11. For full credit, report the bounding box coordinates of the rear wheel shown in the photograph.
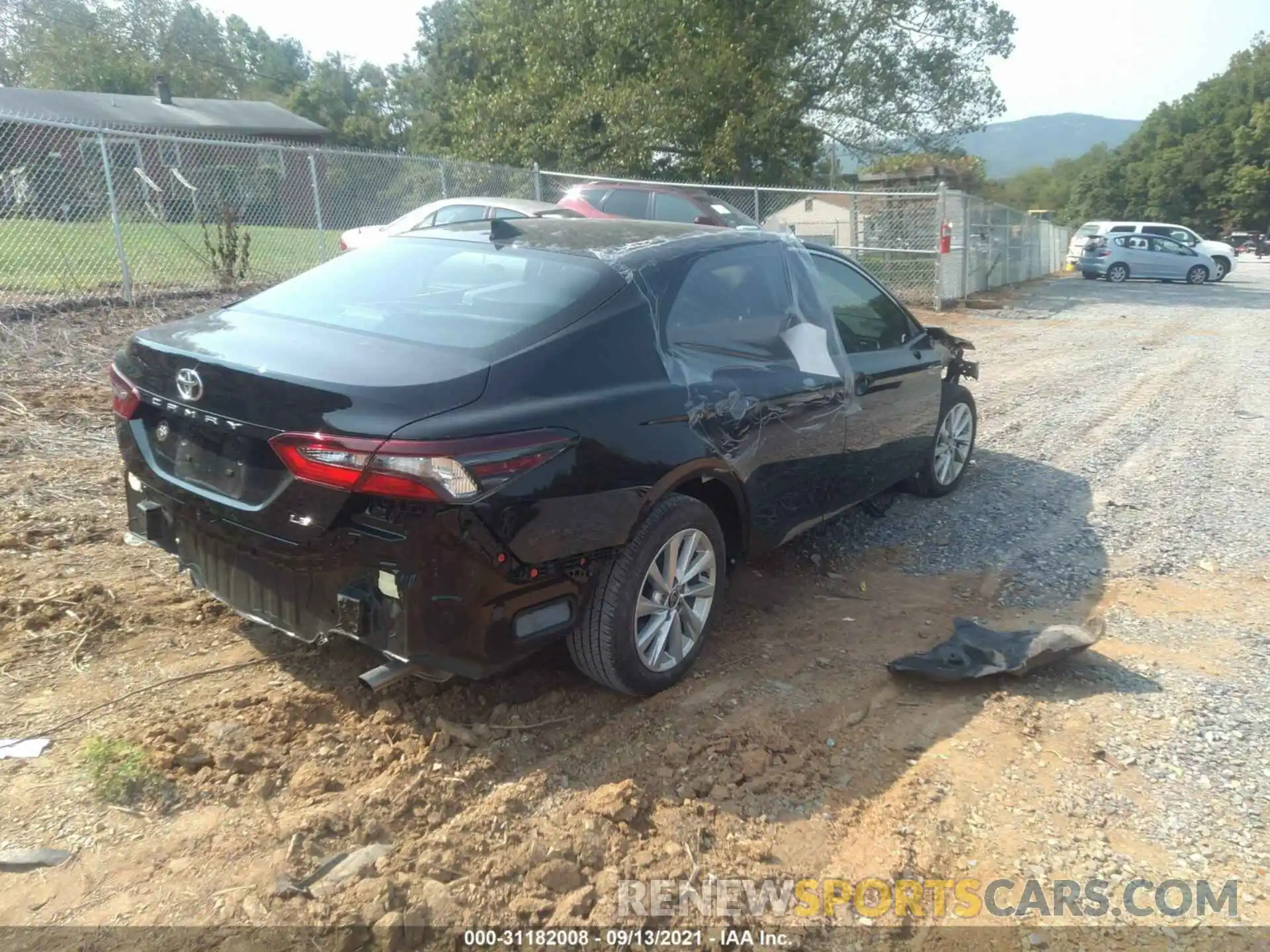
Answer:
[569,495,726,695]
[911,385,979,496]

+ + + + + + +

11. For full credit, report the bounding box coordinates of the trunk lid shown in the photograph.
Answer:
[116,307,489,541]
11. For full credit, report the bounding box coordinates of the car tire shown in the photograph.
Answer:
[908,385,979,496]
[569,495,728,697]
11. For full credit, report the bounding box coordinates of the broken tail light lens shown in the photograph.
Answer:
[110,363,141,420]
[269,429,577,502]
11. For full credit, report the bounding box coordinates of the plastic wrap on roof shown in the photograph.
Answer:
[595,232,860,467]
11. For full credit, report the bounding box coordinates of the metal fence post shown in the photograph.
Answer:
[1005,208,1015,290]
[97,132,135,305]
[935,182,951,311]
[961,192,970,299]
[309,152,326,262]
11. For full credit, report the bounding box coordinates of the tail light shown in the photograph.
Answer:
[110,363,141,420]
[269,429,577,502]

+ + + + + + +

## Problem
Rewrite every line from the one containing "lens shown in the photograph." up to and including the one containing "[595,232,860,467]", requests included, with each bounding box coordinate in the answers multiplied by 0.85 and rounded to a whole number, halves going up. Leave the numbers in the requests as they are.

## Written response
11. For full credit, report the bounding box coordinates of the broken tail light lens shown in the photograph.
Answer:
[94,309,120,357]
[229,365,490,427]
11. For full credit, report the bounding box coordinates of the plastic wrap on roof shown in the photograph.
Answer:
[506,197,731,397]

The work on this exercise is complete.